**WORK INSTRUCTIONS:**
[a] Answer these questions about the post on visual language and mental models, one per line:
(i) Where did the post first appear?
(ii) According to the post, what do the visual stories make up?
(iii) Which company brought the VLM demo to life?
[b] Carry on the post on visual language and mental models past its final sentence.

**READING PASSAGE:**
Visual language vs. Mental models

Why did Google's VLM demo work so well? Originally a LinkedIn post.

We tell each other stories all day, and most of them only have words when we think to give them some.

The stories I'm talking about are the visual kind — the symbols and images that come from artists and our governments and corporations; they make up our culture, our shared mental models, our lingua franca.

Google's vision language model (VLM) demo has me thinking about our personal and cultural relationships to images, symbols and shared mental models.

The VLM demo was brought to life by Mercari, a digital marketplace with over 20 million monthly users and over 3 billion listings to date. With it being a digital marketplace, the success of its platform depended on its ability to enable reliable selling, searching, and purchasing — all services that require an excellent information architecture.

Not only was the data clean, but the data was also rich — the three billion listings to date kind of rich.

**RECORDED DATA:**
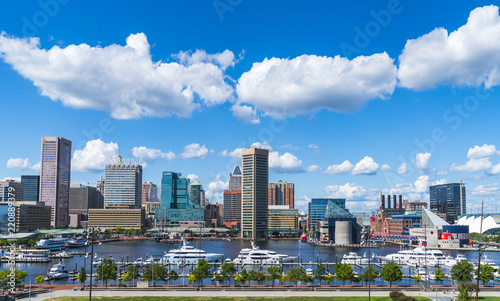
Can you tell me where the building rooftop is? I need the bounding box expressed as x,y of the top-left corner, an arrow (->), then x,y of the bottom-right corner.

**ANSWERS GIVEN:**
[a]
(i) It was originally a LinkedIn post.
(ii) They make up our culture, our shared mental models, and our lingua franca.
(iii) Mercari, a digital marketplace, brought the VLM demo to life.

[b]
The Mercari platform provided Google's VLM team with tons of user-generated photos from tons of user-generated listings in tons of user-selected categories, all validated by tons of real user-to-user interaction. And it shows. The demo works really, really well.

These community-driven platforms are beautifully matched for AI-augmented services. Embedded in its platform data are our shared mental models and genuine human interaction; when paired up, these models can extrapolate words and interpret meaning even when there is no canonical data, which is nothing short of incredible.

Community-driven platforms.

Human-centered foundations.